Texte proposé:
Et voici le secteur pavé souvent stratégique de Mons-en-Pévèle, agrémenté de quelques montées et descentes, plus quelques virages où il faut faire preuve de circonspection. On se souvient que Fabian Cancellara, maillot de champion de Suisse sur le dos, s'était envolé juste avant, sur un tronçon asphalté, sans lever le cul de la selle et dans une accélération qui avait alimenté une suspicion de moteur électrique bien planqué. Mystère. Mais voici que se profile une petite montée bien cassante où ce même Fabian a fait plus récemment un travers rendu célèbre par la prouesse technique de Peter Sagan sautant allègrement par-dessus « l'helvète on the ground »[1] et continuant tranquillement son chemin de l'autre côté. Curieusement, me voici dans ce secteur avec un anglophone revêtu du même maillot helvétique, mais il tient debout, celui-là.
[1] Allusion au Velvet Underground de Lou Reed et Andy Warhol
La suite est un peu plus facile jusqu'à Bouvines avec des secteurs moins longs tels que le Pont-Thibault, le Moulin de Vertain. Les hameaux et villages traversés sont parfois assez pittoresques sous le soleil : belles maisons de brique, des fleurs partout. Où est donc passé l'enfer ? Arrive Bouvines, lieu de bataille historique mais aujourd'hui ravito à 32 km de l'arrivée. Michel retrouve d'anciens potes de l'Oise et je me fais poser par l'assistance médicale sur les paumes des mains, un peu échauffées malgré les gants, des compresses de gaze fixées par du sparadrap tout autour, formule qui s'avérera efficace par la suite. Un autre participant a moins de chance : des énormes ampoules aux mains, je me demande comment il va finir...
A Cysoing, on entre dans la dernière portion stratégique de l'itinéraire : le pavé de la Vache Bleue (race locale), Bourghelles, Wannehain, et Camphin-en-Pévèle. Là démarre le sommet des pavés, l'oeuvre absolue, le champ de bataille héroïque : le secteur de l'Arbre. Haut du pavé hérissé comme le dos d'un stégosaure, bas-côtés défoncés ; accroche-toi le cycliste, la rédemption est au bout, le café de l'Arbre ! Finalement, on y arrive sans trop de mal et on serait presque déçu que les deux derniers secteurs restants soient nettement plus faciles. Enfin pas tant que cela pour le dernier à Hem, les nids de poule s'y disputant avec les pavés disjoints. Jusque là, on n'a eu aucun souci, ni physique, ni technique, zéro crevaison : vive les « gros » pneus gonflés à 4 bars, qui ne sont pas si pénibles que ça à emmener sur l'asphalte. Pas comme les gros pneus crantés sur les VTT de certains participants, peu efficaces en dehors des pavés...

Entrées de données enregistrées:
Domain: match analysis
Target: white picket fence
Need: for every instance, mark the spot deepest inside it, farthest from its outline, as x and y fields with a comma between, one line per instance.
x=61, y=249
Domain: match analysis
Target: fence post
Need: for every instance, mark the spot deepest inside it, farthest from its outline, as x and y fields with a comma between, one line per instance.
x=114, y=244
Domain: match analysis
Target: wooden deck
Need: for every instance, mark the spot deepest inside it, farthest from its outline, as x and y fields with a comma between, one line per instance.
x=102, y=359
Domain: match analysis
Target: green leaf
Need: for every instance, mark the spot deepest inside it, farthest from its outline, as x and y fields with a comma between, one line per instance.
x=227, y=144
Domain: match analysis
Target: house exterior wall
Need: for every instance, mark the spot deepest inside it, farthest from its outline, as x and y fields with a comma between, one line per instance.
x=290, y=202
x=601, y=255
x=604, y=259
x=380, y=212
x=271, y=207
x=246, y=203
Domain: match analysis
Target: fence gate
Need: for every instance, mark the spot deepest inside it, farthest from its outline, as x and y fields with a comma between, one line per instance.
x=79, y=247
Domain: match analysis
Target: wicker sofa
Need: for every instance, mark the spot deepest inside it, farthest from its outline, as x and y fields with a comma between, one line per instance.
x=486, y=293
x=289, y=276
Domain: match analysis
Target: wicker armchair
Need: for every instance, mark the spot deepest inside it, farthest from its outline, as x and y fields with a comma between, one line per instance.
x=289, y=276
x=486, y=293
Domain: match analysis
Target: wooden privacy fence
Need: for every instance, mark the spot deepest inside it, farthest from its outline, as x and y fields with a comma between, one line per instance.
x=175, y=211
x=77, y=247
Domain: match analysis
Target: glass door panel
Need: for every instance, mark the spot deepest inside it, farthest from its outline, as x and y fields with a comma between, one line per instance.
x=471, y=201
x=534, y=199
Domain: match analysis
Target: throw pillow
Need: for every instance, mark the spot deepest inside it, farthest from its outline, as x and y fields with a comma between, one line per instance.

Votre consigne: Reprenez, s'il vous plaît, le récit de la sortie sur les pavés du Nord juste après sa dernière phrase, dans le même ton.

Réponse de l'exercice:
Nous arrivons maintenant dans les faubourgs de Roubaix, un dernier faux-plat montant (où avait démarré opportunément Servais Knaven, un outsider, parti chercher une belle victoire au nez et à la barbe des favoris), une légère descente, un vrai billard, et voici le seul, l'unique, l'authentique : le vélodrome. Youpi, on y est, la cloche à l'entrée, un petit paquet de spectateurs, quelques encouragements et on se paie le luxe d'un sprint sur la ligne, bord opposé !
Bon, ben, finalement, on y est arrivé sans coup férir, c'est cool. Direction la buvette, bière locale et frites bien méritées. Michel va chercher son pavé-souvenir qu'il va falloir rapporter à notre logement distant d'une douzaine de kilomètres que nous allons bien sûr faire à vélo sur une piste cyclable presque plate, entre tram et boulevard dans la torpeur d'un dimanche après-midi. Récupération idéale.
Et nous revoici dans l'appartement pour une bonne bouffe de « conquérants de l'inutile ». On se promet de revenir pour le Tour des Flandres cyclo l'an prochain, histoire de tâter cette fois du pavé en pente de l'autre côté de la frontière belge mais à deux pas de là : Paterberg, Taaienberg, Vieux-Quaremont, Koppenberg, etc., par-delà la frontière un peu artificielle de la compétition. Exotique. Le vélo, c'est d'abord une culture et une histoire qu'il faut honorer. Honorons, honorons le choix de si belles[1]... classiques cyclistes.
[1] Citation détournée d'un air de l'opéra Atys de Jean-Baptiste Lully...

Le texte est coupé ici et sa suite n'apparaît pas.